TEXT SEGMENT:
------------------------------------------------------------
Imports

In [19]:
import numpy as np
import pandas as pd
import plotly.graph_objects as go
from sklearn.metrics import mean_squared_error, mean_absolute_error
from scipy.stats import pearsonr
from scipy.optimize import fsolve, curve_fit

Plot Function

In [20]:
def plot_comparison(df, df_packet_loss, metric, fit_type):
    fig = go.Figure()

    metric_fit = metric + '_Fit'

    # Plot the original data line
    fig.add_trace(go.Scatter(x=df['Time'], y=df[metric], mode='lines', name='Original Sensor Data'))

    # Plot the packet loss data line with basic interpolation
    fig.add_trace(go.Scatter(x=df_packet_loss['Time'], y=df_packet_loss[metric], mode='lines', name='Basic interpolation', opacity=1))

    # Plot the packet loss data line with better fitted interpolation based on cumulative data field
    fig.add_trace(go.Scatter(x=df_packet_loss['Time'], y=df_packet_loss[metric_fit], mode='lines', name=f'Cumulative fitted', opacity=1))


    fig.update_layout(
        title=f'{metric}: Cumulative Data fit using <b>{fit_type}</b> method<br>',
        xaxis_title='Time (s)',
        yaxis_title=metric,
        legend_title='Dataset'
    )

    fig.show()

Summary Stats Function

In [21]:
summary_power_df = pd.DataFrame({
                     f'Power': ['Average Difference', 'Mean Absolute Error', 
                    'Pearson Correlation Coefficient', 'Standard Deviation of Differences'],
                    })
------------------------------------------------------------
(Location identification items)

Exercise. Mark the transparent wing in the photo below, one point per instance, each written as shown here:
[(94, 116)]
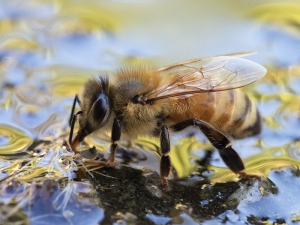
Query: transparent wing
[(208, 75)]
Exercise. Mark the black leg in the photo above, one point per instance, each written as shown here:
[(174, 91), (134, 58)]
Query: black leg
[(165, 161), (76, 99), (218, 140), (72, 124), (115, 137)]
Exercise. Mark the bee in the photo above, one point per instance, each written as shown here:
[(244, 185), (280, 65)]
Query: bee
[(148, 101)]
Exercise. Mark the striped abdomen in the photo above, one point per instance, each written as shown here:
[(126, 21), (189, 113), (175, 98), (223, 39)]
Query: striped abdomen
[(230, 112)]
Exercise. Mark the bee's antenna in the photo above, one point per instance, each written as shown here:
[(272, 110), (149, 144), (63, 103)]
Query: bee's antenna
[(72, 124), (76, 99)]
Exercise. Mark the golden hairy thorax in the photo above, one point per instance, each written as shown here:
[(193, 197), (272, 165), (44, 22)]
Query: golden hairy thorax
[(231, 112), (138, 119)]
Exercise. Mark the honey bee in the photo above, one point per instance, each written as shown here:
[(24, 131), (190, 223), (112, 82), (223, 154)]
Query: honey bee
[(148, 101)]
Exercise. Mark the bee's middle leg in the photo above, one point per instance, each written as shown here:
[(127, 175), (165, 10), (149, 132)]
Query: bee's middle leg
[(165, 161), (219, 141)]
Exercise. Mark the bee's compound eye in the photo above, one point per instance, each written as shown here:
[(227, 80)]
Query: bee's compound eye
[(100, 108)]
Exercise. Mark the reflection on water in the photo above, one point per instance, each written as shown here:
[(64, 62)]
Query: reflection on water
[(47, 51)]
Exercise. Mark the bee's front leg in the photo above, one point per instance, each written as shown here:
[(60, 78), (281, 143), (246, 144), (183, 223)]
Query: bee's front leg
[(165, 161), (115, 138)]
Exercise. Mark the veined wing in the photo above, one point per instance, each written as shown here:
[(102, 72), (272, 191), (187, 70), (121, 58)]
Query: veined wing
[(207, 75)]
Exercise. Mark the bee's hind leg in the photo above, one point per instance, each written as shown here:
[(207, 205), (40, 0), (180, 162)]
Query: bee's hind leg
[(115, 138), (219, 141)]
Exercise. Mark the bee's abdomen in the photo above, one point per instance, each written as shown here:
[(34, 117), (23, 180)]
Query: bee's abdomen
[(230, 112)]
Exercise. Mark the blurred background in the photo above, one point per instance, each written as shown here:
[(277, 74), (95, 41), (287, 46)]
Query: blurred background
[(48, 49)]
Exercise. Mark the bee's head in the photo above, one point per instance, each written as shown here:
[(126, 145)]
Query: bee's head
[(95, 105)]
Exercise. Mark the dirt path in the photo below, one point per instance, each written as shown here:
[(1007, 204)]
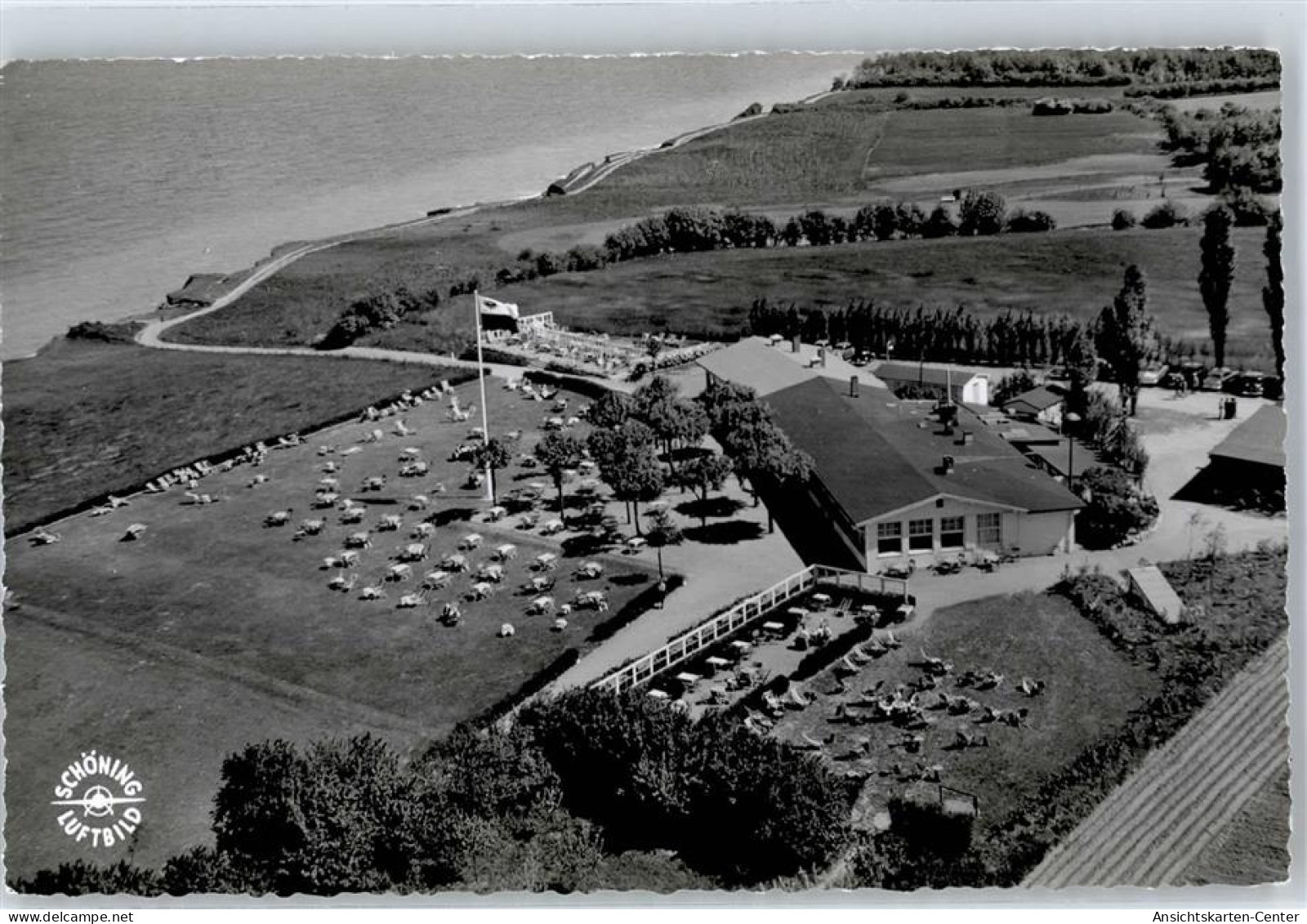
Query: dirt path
[(1150, 829)]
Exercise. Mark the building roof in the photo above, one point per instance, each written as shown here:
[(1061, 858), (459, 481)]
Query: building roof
[(926, 374), (1259, 440), (1157, 592), (1059, 458), (753, 364), (876, 455), (1036, 399), (1028, 434)]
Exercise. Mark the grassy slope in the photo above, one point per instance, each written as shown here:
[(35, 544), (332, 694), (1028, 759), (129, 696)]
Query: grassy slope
[(1075, 272), (87, 418), (833, 154)]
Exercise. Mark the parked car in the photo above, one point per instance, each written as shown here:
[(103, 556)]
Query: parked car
[(1153, 374), (1216, 378), (1193, 373), (1246, 385)]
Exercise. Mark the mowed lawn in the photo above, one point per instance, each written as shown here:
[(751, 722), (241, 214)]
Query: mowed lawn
[(1091, 690), (212, 630), (87, 418), (1072, 272), (170, 718)]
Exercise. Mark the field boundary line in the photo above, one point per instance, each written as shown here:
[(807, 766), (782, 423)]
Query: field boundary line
[(293, 693)]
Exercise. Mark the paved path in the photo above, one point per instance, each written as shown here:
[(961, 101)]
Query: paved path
[(1150, 829)]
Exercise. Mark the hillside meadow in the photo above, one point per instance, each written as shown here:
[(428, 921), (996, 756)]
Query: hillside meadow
[(83, 420), (838, 153), (1064, 272)]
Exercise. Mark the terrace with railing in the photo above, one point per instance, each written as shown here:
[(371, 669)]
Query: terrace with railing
[(732, 621)]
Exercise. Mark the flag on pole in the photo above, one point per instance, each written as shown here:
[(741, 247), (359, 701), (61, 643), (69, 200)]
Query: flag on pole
[(488, 306)]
------------------------------------------------------------
AIM:
Can you transcribe the whole notebook excerpt above, character for character, from its first heading through its final line?

RESPONSE BELOW:
Imports

In [19]:
import numpy as np
import pandas as pd
import plotly.graph_objects as go
from sklearn.metrics import mean_squared_error, mean_absolute_error
from scipy.stats import pearsonr
from scipy.optimize import fsolve, curve_fit

Plot Function

In [20]:
def plot_comparison(df, df_packet_loss, metric, fit_type):
    fig = go.Figure()

    metric_fit = metric + '_Fit'

    # Plot the original data line
    fig.add_trace(go.Scatter(x=df['Time'], y=df[metric], mode='lines', name='Original Sensor Data'))

    # Plot the packet loss data line with basic interpolation
    fig.add_trace(go.Scatter(x=df_packet_loss['Time'], y=df_packet_loss[metric], mode='lines', name='Basic interpolation', opacity=1))

    # Plot the packet loss data line with better fitted interpolation based on cumulative data field
    fig.add_trace(go.Scatter(x=df_packet_loss['Time'], y=df_packet_loss[metric_fit], mode='lines', name=f'Cumulative fitted', opacity=1))


    fig.update_layout(
        title=f'{metric}: Cumulative Data fit using <b>{fit_type}</b> method<br>',
        xaxis_title='Time (s)',
        yaxis_title=metric,
        legend_title='Dataset'
    )

    fig.show()

Summary Stats Function

In [21]:
summary_power_df = pd.DataFrame({
                     f'Power': ['Average Difference', 'Mean Absolute Error', 
                    'Pearson Correlation Coefficient', 'Standard Deviation of Differences'],
                    })